### Exercise
Copy the lines below word for word, changing nothing.

[BEGIN]

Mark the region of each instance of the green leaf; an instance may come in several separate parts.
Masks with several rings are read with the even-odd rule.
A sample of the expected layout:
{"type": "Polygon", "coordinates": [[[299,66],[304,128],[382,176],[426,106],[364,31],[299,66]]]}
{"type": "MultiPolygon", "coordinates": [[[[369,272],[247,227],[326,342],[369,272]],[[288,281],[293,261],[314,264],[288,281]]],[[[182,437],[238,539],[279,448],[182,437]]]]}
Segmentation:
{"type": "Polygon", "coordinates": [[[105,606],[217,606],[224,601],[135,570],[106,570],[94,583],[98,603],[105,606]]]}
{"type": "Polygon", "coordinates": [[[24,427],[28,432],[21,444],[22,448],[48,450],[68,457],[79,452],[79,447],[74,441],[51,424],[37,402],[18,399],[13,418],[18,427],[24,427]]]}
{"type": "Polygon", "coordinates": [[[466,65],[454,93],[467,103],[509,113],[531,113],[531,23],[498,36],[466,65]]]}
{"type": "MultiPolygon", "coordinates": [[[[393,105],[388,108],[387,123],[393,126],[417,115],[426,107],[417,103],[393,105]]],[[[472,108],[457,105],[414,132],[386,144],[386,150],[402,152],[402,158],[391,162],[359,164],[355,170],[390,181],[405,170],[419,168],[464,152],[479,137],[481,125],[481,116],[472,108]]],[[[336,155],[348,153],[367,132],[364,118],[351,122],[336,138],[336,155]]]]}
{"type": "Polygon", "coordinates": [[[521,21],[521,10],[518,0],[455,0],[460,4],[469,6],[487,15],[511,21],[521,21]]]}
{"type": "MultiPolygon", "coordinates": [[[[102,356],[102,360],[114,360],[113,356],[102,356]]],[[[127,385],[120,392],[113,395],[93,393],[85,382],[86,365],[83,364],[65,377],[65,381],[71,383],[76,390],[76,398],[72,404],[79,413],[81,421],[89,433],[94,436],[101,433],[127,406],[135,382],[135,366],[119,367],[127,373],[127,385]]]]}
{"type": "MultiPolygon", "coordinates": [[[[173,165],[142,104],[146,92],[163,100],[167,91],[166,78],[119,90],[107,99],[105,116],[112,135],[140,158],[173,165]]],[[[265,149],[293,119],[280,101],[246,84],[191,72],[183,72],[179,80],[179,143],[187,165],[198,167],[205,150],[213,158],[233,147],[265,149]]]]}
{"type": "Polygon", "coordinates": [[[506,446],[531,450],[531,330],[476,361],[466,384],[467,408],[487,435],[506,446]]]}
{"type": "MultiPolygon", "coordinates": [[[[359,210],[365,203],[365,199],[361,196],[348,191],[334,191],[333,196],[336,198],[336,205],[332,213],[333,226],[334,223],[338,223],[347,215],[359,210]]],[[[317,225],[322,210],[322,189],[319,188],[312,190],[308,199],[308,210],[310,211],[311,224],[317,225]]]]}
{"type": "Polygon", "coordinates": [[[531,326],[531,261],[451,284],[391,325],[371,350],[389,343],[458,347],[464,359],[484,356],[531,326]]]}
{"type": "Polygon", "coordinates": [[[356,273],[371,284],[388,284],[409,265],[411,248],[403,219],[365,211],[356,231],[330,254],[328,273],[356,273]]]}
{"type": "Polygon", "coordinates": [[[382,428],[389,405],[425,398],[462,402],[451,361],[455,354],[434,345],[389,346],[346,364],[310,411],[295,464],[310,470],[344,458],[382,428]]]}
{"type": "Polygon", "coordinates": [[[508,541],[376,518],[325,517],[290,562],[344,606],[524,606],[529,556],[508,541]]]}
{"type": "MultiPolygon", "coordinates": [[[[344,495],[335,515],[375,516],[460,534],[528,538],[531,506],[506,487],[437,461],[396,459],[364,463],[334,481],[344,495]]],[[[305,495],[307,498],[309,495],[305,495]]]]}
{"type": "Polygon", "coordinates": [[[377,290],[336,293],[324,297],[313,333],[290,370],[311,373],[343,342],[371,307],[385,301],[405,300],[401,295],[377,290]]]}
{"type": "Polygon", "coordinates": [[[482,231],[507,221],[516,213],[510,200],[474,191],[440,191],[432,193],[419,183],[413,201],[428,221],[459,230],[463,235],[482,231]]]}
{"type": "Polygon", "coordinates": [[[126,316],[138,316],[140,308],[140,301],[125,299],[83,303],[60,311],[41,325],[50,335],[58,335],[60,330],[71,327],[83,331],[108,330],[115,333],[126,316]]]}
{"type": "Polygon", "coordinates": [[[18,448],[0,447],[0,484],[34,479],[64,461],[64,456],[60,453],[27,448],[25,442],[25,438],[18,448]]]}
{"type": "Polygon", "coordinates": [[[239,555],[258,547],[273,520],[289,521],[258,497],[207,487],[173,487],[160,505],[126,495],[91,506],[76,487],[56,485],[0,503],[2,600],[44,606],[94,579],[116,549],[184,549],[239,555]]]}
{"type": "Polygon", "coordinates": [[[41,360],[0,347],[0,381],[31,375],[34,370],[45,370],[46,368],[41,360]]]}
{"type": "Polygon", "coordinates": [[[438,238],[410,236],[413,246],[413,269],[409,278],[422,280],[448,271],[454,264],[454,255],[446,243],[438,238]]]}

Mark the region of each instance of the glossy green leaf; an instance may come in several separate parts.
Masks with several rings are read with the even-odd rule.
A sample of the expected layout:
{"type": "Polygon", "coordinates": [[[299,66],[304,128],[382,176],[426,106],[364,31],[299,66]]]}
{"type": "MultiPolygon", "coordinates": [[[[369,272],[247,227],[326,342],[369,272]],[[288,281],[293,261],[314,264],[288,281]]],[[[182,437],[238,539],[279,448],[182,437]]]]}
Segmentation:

[END]

### Complete answer
Mark the region of each instance of the green leaf; an instance may come in several separate parts.
Masks with several rings are read with the even-odd rule.
A sample of the expected layout:
{"type": "Polygon", "coordinates": [[[299,66],[304,128],[382,176],[426,106],[364,31],[299,66]]]}
{"type": "MultiPolygon", "coordinates": [[[[369,272],[247,227],[326,342],[369,272]],[[288,281],[293,261],[314,264],[288,281]]],[[[182,437],[238,539],[279,448],[182,437]]]]}
Segmentation:
{"type": "Polygon", "coordinates": [[[105,606],[217,606],[224,601],[135,570],[106,570],[94,583],[98,603],[105,606]]]}
{"type": "Polygon", "coordinates": [[[24,427],[28,432],[21,444],[22,448],[48,450],[68,457],[79,452],[79,447],[74,441],[51,424],[37,402],[18,399],[13,418],[18,427],[24,427]]]}
{"type": "Polygon", "coordinates": [[[466,65],[454,93],[467,103],[509,113],[531,113],[531,23],[498,36],[466,65]]]}
{"type": "MultiPolygon", "coordinates": [[[[393,105],[388,108],[387,123],[393,126],[417,115],[426,107],[417,103],[393,105]]],[[[472,108],[457,105],[414,132],[386,144],[386,150],[402,152],[402,158],[391,162],[359,164],[355,170],[390,181],[405,170],[419,168],[464,152],[479,137],[481,125],[481,116],[472,108]]],[[[336,155],[348,153],[367,132],[364,118],[351,122],[336,138],[336,155]]]]}
{"type": "Polygon", "coordinates": [[[521,21],[521,10],[518,0],[455,0],[460,4],[469,6],[487,15],[511,21],[521,21]]]}
{"type": "MultiPolygon", "coordinates": [[[[102,356],[102,360],[114,360],[113,356],[102,356]]],[[[127,385],[120,392],[113,395],[93,393],[85,382],[86,365],[83,364],[65,377],[65,381],[71,383],[76,390],[76,398],[72,404],[79,413],[81,421],[89,433],[94,436],[101,433],[127,406],[135,382],[135,366],[119,367],[127,373],[127,385]]]]}
{"type": "MultiPolygon", "coordinates": [[[[173,165],[142,104],[146,92],[163,100],[167,91],[166,78],[119,90],[107,99],[105,116],[112,135],[140,158],[173,165]]],[[[265,149],[293,119],[280,101],[246,84],[191,72],[183,72],[179,80],[179,143],[187,165],[198,167],[205,150],[213,158],[233,147],[265,149]]]]}
{"type": "Polygon", "coordinates": [[[506,446],[531,450],[531,330],[476,361],[466,384],[467,408],[487,435],[506,446]]]}
{"type": "MultiPolygon", "coordinates": [[[[359,210],[365,203],[365,199],[361,196],[348,191],[334,191],[333,196],[336,198],[336,205],[332,213],[333,226],[334,223],[338,223],[347,215],[359,210]]],[[[317,225],[322,210],[322,189],[319,188],[312,190],[308,199],[308,210],[310,211],[311,224],[317,225]]]]}
{"type": "Polygon", "coordinates": [[[531,326],[531,261],[451,284],[391,325],[371,350],[389,343],[458,347],[464,359],[484,356],[531,326]]]}
{"type": "Polygon", "coordinates": [[[356,273],[371,284],[388,284],[409,265],[411,248],[403,219],[365,211],[356,231],[330,254],[328,273],[356,273]]]}
{"type": "Polygon", "coordinates": [[[382,428],[389,405],[425,398],[462,402],[451,361],[455,354],[434,345],[389,346],[346,364],[310,411],[295,464],[310,470],[344,458],[382,428]]]}
{"type": "Polygon", "coordinates": [[[508,541],[376,518],[325,517],[290,562],[344,606],[524,606],[529,556],[508,541]]]}
{"type": "MultiPolygon", "coordinates": [[[[344,495],[335,515],[375,516],[460,534],[528,538],[531,506],[506,487],[437,461],[396,459],[364,463],[334,481],[344,495]]],[[[305,495],[307,498],[309,495],[305,495]]]]}
{"type": "Polygon", "coordinates": [[[377,290],[336,293],[324,297],[313,333],[290,370],[311,373],[343,342],[371,307],[385,301],[405,300],[401,295],[377,290]]]}
{"type": "Polygon", "coordinates": [[[482,231],[507,221],[516,213],[510,200],[474,191],[440,191],[432,193],[419,183],[413,201],[428,221],[459,230],[463,235],[482,231]]]}
{"type": "Polygon", "coordinates": [[[126,316],[138,316],[140,308],[140,301],[125,299],[83,303],[60,311],[41,325],[50,335],[58,335],[60,330],[71,327],[83,331],[108,330],[115,333],[126,316]]]}
{"type": "Polygon", "coordinates": [[[18,448],[0,447],[0,484],[34,479],[64,461],[64,456],[60,453],[27,448],[25,442],[25,438],[18,448]]]}
{"type": "Polygon", "coordinates": [[[239,555],[258,547],[273,520],[289,521],[258,497],[207,487],[173,487],[160,505],[126,495],[91,506],[76,487],[56,485],[0,503],[2,600],[44,606],[94,579],[116,549],[184,549],[239,555]]]}
{"type": "Polygon", "coordinates": [[[41,360],[0,347],[0,381],[31,375],[34,370],[45,370],[46,368],[41,360]]]}
{"type": "Polygon", "coordinates": [[[438,238],[410,236],[413,246],[413,269],[409,278],[422,280],[448,271],[454,264],[454,255],[446,243],[438,238]]]}

Mark the region of each instance of the glossy green leaf; an instance may come in several separate parts.
Masks with several rings are read with the even-odd rule.
A sample of the expected layout:
{"type": "Polygon", "coordinates": [[[299,66],[304,128],[382,176],[426,106],[364,31],[299,66]]]}
{"type": "MultiPolygon", "coordinates": [[[[369,272],[247,227],[326,342],[369,272]],[[288,281],[293,261],[314,264],[288,281]]],[[[182,437],[238,539],[279,448],[182,437]]]]}
Segmentation:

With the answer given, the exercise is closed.